**Directions**
Arrange every line of the records below as a Markdown table with the columns Row and Line, numbering each row and skipping blank lines. Leave the pictures out of the table.

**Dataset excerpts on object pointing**
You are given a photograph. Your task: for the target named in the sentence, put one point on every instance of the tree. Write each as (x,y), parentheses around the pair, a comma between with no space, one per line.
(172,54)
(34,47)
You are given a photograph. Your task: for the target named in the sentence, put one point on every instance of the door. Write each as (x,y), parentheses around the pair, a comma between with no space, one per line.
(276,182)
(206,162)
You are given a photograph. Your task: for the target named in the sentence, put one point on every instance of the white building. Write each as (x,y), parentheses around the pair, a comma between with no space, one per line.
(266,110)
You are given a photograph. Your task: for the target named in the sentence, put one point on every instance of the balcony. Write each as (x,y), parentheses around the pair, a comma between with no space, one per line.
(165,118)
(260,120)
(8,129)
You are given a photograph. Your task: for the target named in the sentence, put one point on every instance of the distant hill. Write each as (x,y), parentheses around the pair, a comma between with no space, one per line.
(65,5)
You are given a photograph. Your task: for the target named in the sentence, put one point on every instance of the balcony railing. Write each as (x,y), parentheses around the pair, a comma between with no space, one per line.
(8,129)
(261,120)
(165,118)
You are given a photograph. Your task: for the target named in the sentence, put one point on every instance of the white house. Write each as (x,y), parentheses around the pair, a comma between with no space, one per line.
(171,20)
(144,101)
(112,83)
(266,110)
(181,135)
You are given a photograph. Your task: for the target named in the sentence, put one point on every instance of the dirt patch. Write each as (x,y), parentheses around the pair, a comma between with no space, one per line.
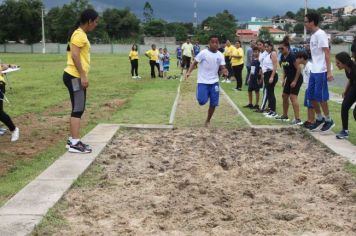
(38,131)
(214,182)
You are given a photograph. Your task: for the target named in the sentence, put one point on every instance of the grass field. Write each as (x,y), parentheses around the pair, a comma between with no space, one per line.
(39,105)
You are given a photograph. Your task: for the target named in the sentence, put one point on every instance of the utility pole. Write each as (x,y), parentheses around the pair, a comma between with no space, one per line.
(43,36)
(305,13)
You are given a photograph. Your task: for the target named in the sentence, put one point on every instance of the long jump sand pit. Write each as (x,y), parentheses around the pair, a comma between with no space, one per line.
(214,182)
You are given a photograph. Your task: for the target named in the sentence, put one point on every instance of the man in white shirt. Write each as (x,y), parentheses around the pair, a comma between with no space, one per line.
(321,73)
(210,61)
(188,52)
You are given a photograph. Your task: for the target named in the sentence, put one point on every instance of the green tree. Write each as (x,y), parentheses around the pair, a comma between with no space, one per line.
(156,28)
(264,34)
(121,23)
(147,12)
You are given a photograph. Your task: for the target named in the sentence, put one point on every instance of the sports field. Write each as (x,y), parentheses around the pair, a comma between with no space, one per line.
(179,182)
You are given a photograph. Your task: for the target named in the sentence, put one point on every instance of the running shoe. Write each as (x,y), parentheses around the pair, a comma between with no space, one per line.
(328,125)
(343,134)
(79,148)
(282,118)
(296,122)
(317,125)
(248,106)
(15,135)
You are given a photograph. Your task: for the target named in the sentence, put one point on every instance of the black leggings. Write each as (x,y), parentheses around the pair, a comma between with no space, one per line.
(134,67)
(349,100)
(5,118)
(77,94)
(154,64)
(238,75)
(271,97)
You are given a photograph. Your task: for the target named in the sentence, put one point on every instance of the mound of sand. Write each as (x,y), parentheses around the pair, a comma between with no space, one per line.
(215,182)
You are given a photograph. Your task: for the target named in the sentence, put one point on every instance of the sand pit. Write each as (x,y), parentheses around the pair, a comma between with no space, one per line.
(214,182)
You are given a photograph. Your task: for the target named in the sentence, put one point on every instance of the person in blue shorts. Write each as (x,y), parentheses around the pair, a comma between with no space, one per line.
(210,61)
(321,73)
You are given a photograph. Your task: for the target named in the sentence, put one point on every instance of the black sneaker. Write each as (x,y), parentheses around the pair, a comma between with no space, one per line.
(328,125)
(248,106)
(79,148)
(317,125)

**Output of the exercise**
| Row | Line |
|---|---|
| 1 | You are given a photograph. Your task: for the target named in the sentence, put one point on every instance of the tree. Write each as (x,y), parentheses around the pair, a comma between with no space, one per line. |
| 2 | (172,54) |
| 3 | (34,47) |
| 4 | You are given a photograph. Your task: for the target named in the sentence, put one point on every instance of the door. Write each as (x,y), parentheses around the pair, a comma between with no space, one per line. |
| 5 | (276,182) |
| 6 | (206,162) |
| 7 | You are given a photograph. Your task: for the target named in the sentence, put one point on every instance of the white building. Write each as (x,y), parentheses around the pair, a comma between with no space, one per line. |
| 8 | (266,110) |
| 9 | You are given a photograph. Your task: for the target named in the sentence, put one point on every instance of the balcony. Write each as (x,y), parentheses around the pair, a comma between with no space, one per line. |
| 10 | (165,118) |
| 11 | (260,120) |
| 12 | (8,129) |
| 13 | You are given a photograph. Your task: for the target named in the sentence, put one point on every instance of the distant hill. Write each as (x,y), parentheses around the pair, a comma between with no space, one per line. |
| 14 | (65,5) |
| 15 | You are given a photograph. Your task: for the target named in the sentence, put one point on every instance of the balcony railing. Write each as (x,y), parentheses around the pair, a comma between with no space, one per line. |
| 16 | (8,129) |
| 17 | (261,120) |
| 18 | (165,118) |
| 19 | You are given a photograph. Your task: for the target named in the sentence, put one point on every instance of the white house. Write each as (x,y), parentheses around the pair, a comma between with no space, one per line. |
| 20 | (171,20) |
| 21 | (144,101) |
| 22 | (112,83) |
| 23 | (266,110) |
| 24 | (181,135) |
| 25 | You are given a photograph. Your task: for the target named in the sentence, put one point on every instance of the dirt patch. Write each as (x,y), parentheses around the pair, a comma between with no space, one per line. |
| 26 | (38,131) |
| 27 | (214,182) |
| 28 | You are given a photograph. Your task: for the target named in the sentence, put one point on every instance of the grass field. Write each as (x,y), parentheses around the pair, a comma between with no space, one per line. |
| 29 | (39,105) |
| 30 | You are given a photograph. Your task: for the target named in the sentence, put one point on every instance of the utility pole. Write each as (x,y), parentheses around the pair, a comma between with no space, one per line. |
| 31 | (43,36) |
| 32 | (305,13) |
| 33 | You are given a photograph. Your task: for the target named in the sentence, put one point on every instance of the long jump sand pit. Write each as (x,y), parentheses around the pair, a comma between with no space, one per line. |
| 34 | (214,182) |
| 35 | You are given a photograph. Your task: for the target named in the sentence, put one point on every instance of the man in white shirt. Write each as (x,y), parentheses around the pair, a comma between with no space, one per line. |
| 36 | (321,73) |
| 37 | (210,61) |
| 38 | (188,52) |
| 39 | You are given a photograph. Your task: for the target named in the sentence, put one point on every instance of the green tree. Write each as (x,y), parentheses around the pair, a comma between with no space, one per line. |
| 40 | (156,28) |
| 41 | (264,34) |
| 42 | (121,23) |
| 43 | (147,12) |
| 44 | You are given a photograph. Your task: for the target named in the sentence, put one point on every instance of the sports field. Write each as (x,y), parentheses around the pair, a comma between with no space, one per line. |
| 45 | (179,182) |
| 46 | You are given a photograph. Your task: for the target named in the sentence, put one point on every instance of the running shoe. Write each as (x,y), parentheses around the pair, a comma between with no space, one per line. |
| 47 | (328,125) |
| 48 | (343,134) |
| 49 | (79,148) |
| 50 | (282,118) |
| 51 | (296,122) |
| 52 | (317,125) |
| 53 | (248,106) |
| 54 | (15,135) |
| 55 | You are given a photograph. Your task: for the target named in the sentence, put one point on every instance of the black leggings. Write each as (x,y), parentheses around the pair, a comma between with no space, one per line. |
| 56 | (134,67) |
| 57 | (349,100) |
| 58 | (5,118) |
| 59 | (77,94) |
| 60 | (154,64) |
| 61 | (238,75) |
| 62 | (271,97) |
| 63 | You are given a photograph. Your task: for the target named in the sentence, put one point on every instance of the mound of sand. Write each as (x,y), parentheses around the pair, a comma between with no space, one per line. |
| 64 | (215,182) |
| 65 | You are given a photograph. Your task: for the target named in the sentence, put one point on every instance of the sand pit. Write each as (x,y), parentheses around the pair, a comma between with no space, one per line. |
| 66 | (214,182) |
| 67 | You are given a photograph. Your task: for the target named in the sentence, put one point on every instance of the person in blue shorts. Write each as (x,y), parentheses around the pair, a comma between with no space, one per line. |
| 68 | (210,61) |
| 69 | (321,73) |
| 70 | You are given a photograph. Your task: for the target named in the sentence, put one point on every instance of the black sneaker. Write each as (x,y), parentheses around the pair, a comma between with no space, one per line. |
| 71 | (328,125) |
| 72 | (248,106) |
| 73 | (79,148) |
| 74 | (317,125) |